TASK STATEMENT: In the film summary, what is the name of the wild stallion Dolores plans to use to start a good bloodline for her horses?

== PAGE EXCERPT ==

Comin' Round the Mountain | |
Director: | Mack V. Wright |
Producer: | Nat Levine |
Story: | Oliver Drake |
Music: | Harry Grey (supervisor) |
Cinematography: | William Nobles |
Editing: | Lester Orlebeck |
Studio: | Republic Pictures |
Distributor: | Republic Pictures |
Runtime: | 54 minutes |
Country: | United States |
Language: | English |
Comin' Round the Mountain is a 1936 Western film directed by Mack V. Wright and starring Gene Autry, Ann Rutherford, and Smiley Burnette. Based on a story by Oliver Drake, the film is about a Pony Express rider who is robbed and left to die in the desert, where he is saved by a wild horse he captures and later uses to round up other horses to be used in the race for a government contract.[1]
While delivering mail in California in 1880, Pony Express rider Gene Autry (Gene Autry) is ambushed by two men who steal his saddlebags and leave him to die in the desert. In addition to the mail, the saddlebags contain money being sent to ranch owner Dolores Moreno (Ann Rutherford) who desperately needs the funds to save her land from being sold for back taxes. At Dolores' Vista Grande ranch, Marshal John Hawkins (Robert McKenzie) posts a notice that the ranch will soon be auctioned off.
After selling her cattle to raise the necessary money for the taxes, Dolores plans to breed horses, using a wild stallion named El Diablo to start a good bloodline. One of her neighboring ranchers, Matt Ford (LeRoy Mason), watches as Dolores' men try to break the stallion. Ford, who has been breeding thoroughbreds, expects to sell his horses to Pony Express horse buyer Caldwell (Raymond Brown). He offers to loan Dolores money if her cattle money does not arrive in time. She doesn't know that it was Ford who sent his henchmen, Slim and Butch, to steal her money from the Pony Express rider so she would be forced to marry him and he could gain control of her ranch.
After breaking free, El Diablo bolts into the desert, where the lariat around his neck gets caught in some rocks. Gene comes across the wild stallion and frees him. The next day he is able to break the stallion to the saddle and rides him to the Vista Grande ranch, where he tells Dolores and Caldwell about the robbery. Knowing the thieves must have had knowledge of the money in those saddlebags, Gene grows suspicious of Ford. He asks Caldwell to be relieved of duty while he searches for the culprit. Ford orders Slim and Butch to kill Gene, but their attempt to shoot him fails.
Gene tells Dolores that they can raise the money she needs by breaking her wild mustangs and selling them to Caldwell. Gene sends El Diablo back to the herd to help control it, and while the horse fights with a pinto for leadership of the herd, Gene rushes to Ford's house and prevents him from signing a contract with Caldwell. Ford agrees to race twenty of his horses against twenty of Gene's horses, with the winner getting the contract. During the next few days, Gene and his men spend long hours breaking and training the wild mustangs. One night, Ford's men free the horses from their corral, leaving only El Diablo and four other horses. Ford also captures the pinto (El Diablo's nemesis) and paints it to resemble a thoroughbred.

===
== SUPPLIED DATA ==

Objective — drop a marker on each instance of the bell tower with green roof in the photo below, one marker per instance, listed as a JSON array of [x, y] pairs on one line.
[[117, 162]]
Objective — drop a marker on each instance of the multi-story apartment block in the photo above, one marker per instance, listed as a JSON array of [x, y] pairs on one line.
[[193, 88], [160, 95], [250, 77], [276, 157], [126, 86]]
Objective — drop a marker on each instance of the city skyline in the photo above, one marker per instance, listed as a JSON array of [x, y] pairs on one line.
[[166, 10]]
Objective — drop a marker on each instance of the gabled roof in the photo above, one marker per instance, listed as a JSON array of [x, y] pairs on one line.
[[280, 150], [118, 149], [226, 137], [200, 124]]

===

TASK SOLUTION: El Diablo